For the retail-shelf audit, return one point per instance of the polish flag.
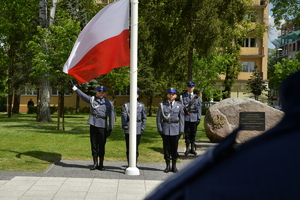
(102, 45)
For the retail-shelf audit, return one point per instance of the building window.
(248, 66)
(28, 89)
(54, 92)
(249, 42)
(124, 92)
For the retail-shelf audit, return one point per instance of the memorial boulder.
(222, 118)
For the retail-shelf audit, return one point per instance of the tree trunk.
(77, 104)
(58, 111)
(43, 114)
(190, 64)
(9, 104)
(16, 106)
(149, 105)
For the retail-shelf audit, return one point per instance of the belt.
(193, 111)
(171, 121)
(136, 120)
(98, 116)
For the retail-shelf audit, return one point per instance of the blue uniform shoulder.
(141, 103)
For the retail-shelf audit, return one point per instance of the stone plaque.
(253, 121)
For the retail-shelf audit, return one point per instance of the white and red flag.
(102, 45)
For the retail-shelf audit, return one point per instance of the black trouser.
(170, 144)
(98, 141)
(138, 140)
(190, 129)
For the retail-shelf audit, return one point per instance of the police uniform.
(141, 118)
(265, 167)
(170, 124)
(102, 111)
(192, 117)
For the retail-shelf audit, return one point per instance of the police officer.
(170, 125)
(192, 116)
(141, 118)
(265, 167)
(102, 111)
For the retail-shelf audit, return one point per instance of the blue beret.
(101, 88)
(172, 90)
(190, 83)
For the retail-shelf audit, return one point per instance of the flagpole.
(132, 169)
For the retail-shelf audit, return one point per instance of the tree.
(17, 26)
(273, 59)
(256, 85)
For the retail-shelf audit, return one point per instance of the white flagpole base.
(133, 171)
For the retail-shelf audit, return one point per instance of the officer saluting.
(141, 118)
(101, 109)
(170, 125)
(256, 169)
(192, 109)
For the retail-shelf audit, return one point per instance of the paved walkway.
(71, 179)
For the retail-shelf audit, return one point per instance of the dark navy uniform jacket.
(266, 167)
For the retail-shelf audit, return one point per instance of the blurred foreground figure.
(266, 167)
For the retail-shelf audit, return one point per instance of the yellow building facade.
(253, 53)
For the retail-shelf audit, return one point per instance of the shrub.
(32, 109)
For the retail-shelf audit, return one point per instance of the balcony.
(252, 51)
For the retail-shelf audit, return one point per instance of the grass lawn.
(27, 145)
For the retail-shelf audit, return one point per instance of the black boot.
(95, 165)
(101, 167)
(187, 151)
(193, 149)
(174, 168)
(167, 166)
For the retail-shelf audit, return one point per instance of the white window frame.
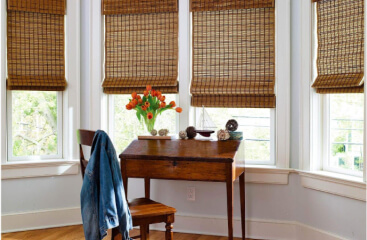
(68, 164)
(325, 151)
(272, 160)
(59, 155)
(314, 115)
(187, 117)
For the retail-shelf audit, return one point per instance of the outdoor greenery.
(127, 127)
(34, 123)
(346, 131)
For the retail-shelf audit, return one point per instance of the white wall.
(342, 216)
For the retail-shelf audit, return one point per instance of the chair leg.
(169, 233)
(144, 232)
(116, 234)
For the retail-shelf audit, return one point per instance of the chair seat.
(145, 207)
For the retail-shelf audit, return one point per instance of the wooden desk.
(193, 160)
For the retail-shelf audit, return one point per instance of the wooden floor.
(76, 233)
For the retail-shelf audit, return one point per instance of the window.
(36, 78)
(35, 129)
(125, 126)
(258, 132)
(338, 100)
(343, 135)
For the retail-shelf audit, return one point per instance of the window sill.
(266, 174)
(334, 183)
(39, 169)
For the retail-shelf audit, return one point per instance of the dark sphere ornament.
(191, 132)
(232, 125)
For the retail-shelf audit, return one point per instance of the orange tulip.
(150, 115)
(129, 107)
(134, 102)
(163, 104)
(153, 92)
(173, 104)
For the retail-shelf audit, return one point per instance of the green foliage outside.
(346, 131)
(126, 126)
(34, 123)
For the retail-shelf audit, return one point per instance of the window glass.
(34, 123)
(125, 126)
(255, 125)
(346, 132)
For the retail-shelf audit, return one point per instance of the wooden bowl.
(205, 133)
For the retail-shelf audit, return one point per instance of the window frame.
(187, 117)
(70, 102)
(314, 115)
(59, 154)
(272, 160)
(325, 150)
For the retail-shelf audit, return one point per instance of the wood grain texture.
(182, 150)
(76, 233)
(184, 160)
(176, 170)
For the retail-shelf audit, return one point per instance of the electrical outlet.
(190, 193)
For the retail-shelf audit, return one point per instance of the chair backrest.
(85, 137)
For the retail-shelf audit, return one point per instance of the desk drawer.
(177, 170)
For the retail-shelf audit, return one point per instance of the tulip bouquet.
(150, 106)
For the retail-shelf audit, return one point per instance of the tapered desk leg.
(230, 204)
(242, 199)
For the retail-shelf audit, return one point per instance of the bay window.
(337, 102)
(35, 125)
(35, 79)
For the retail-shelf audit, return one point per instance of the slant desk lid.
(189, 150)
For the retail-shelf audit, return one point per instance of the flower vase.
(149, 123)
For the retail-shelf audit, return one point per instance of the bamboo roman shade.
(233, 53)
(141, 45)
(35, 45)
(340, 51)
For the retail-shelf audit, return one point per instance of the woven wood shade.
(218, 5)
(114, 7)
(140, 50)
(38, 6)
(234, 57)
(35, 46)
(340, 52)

——————

### What you are asked to do
Rewrite the listing with "retail-shelf audit" changed to "catalog review" everywhere and everything else left as it is. Omit the pictures.

### Result of the exercise
For the catalog review, return one point per instance of the polish flag.
(102, 45)
For the catalog review, return one point per instance of the building window.
(248, 66)
(28, 89)
(54, 92)
(249, 42)
(124, 92)
For the catalog review, return one point per instance of the memorial boulder.
(222, 118)
For the catalog review, return one point per instance of the tree trunk.
(77, 104)
(58, 111)
(43, 114)
(190, 64)
(9, 104)
(16, 106)
(149, 105)
For the catalog review, return one point per instance of the belt.
(193, 111)
(171, 121)
(136, 120)
(98, 116)
For the catalog review, return one point per instance of the blue uniform shoulder.
(141, 103)
For the catalog review, return one point per instance of the stone plaque.
(253, 121)
For the catalog review, return one point per instance of the white and red flag.
(102, 45)
For the catalog review, return one point per instance of the black trouser.
(170, 144)
(98, 141)
(138, 140)
(190, 129)
For the catalog review, return one point per instance of the police uniform.
(141, 118)
(265, 167)
(170, 124)
(102, 111)
(192, 117)
For the catalog review, return one point per instance of the police officer.
(170, 125)
(192, 116)
(141, 118)
(265, 167)
(102, 111)
For the catalog review, return one point per instance of the blue beret.
(101, 88)
(172, 90)
(190, 83)
For the catalog review, return one point per instance of the flagpole.
(132, 169)
For the catalog review, return one point per instance of the tree.
(17, 26)
(273, 59)
(256, 85)
For the catalog review, return one point per instance of the white flagpole base.
(133, 171)
For the catalog review, return one point per instance of the officer saluting.
(141, 118)
(101, 109)
(170, 125)
(256, 169)
(192, 109)
For the catalog review, return one point per instance of the paved walkway.
(71, 179)
For the catalog review, return one point per instance of the dark navy uniform jacket.
(266, 167)
For the catalog review, return one point per instance of the blurred foreground figure.
(266, 167)
For the catalog review, return one point per instance of the yellow building facade.
(253, 53)
For the catalog review, return one point per instance of the shrub.
(32, 109)
For the catalog review, return one point per instance of the balcony.
(252, 51)
For the catalog review, return one point per instance of the grass lawn.
(27, 145)
For the catalog review, return one point per instance of the black boot.
(95, 165)
(101, 167)
(187, 151)
(193, 149)
(174, 168)
(167, 166)
For the catalog review, return one point per instance of the white window frame.
(68, 164)
(325, 151)
(272, 160)
(59, 155)
(314, 115)
(187, 117)
For the catalog review, return one point per instance of the outdoor greenery.
(127, 127)
(34, 123)
(346, 131)
For the catalog review, return one point per instance of the white wall.
(342, 216)
For the catalog review, return one point per instance of the chair leg.
(169, 233)
(144, 232)
(116, 234)
For the catalog review, return one point per instance of the chair seat.
(145, 207)
For the catalog review, return one point per instance of the wooden desk.
(193, 160)
For the catalog review, return one point per instance of the wooden floor.
(76, 233)
For the catalog review, return one point per instance of the window.
(36, 78)
(35, 129)
(125, 126)
(258, 132)
(338, 100)
(343, 135)
For the catalog review, return one point per instance of the window sill.
(266, 174)
(334, 183)
(39, 169)
For the catalog review, return one point per instance of the dark sphere ornament.
(191, 132)
(232, 125)
For the catalog review, return one point per instance of the orange tulip.
(150, 115)
(129, 107)
(134, 102)
(163, 104)
(153, 92)
(173, 104)
For the catalog review, return one point per instance of the green foliage outside.
(346, 131)
(126, 126)
(34, 123)
For the catalog review, return one point per instance of the window glass.
(34, 123)
(125, 126)
(255, 125)
(346, 132)
For the catalog review, return one point per instance of the wooden bowl.
(205, 133)
For the catalog review, return one point per instance of the window frame.
(187, 117)
(70, 102)
(314, 115)
(59, 154)
(272, 160)
(325, 150)
For the catalog review, return one point per instance of the wood grain texture.
(182, 150)
(76, 233)
(184, 160)
(176, 170)
For the catalog review, return one point per instance of the electrical outlet.
(190, 193)
For the catalog review, return one point per instance of the chair backrest.
(85, 137)
For the catalog review, return one point per instance of the desk drawer.
(177, 170)
For the catalog review, return one point per instance of the tulip bouquet.
(150, 106)
For the catalog review, return one point per instance of the tapered desk leg.
(230, 204)
(242, 199)
For the catalog review, return one point per instance of the bay window.
(337, 102)
(35, 125)
(35, 79)
For the catalog review, return one point per instance of the slant desk lid.
(189, 150)
For the catalog review, return one point per instance of the flower vase.
(149, 123)
For the catalog review, return one point per instance of the bamboo roman shade.
(233, 53)
(141, 45)
(35, 45)
(340, 51)
For the catalog review, return one point per instance of the woven wood shade.
(218, 5)
(114, 7)
(140, 50)
(38, 6)
(234, 57)
(35, 46)
(340, 52)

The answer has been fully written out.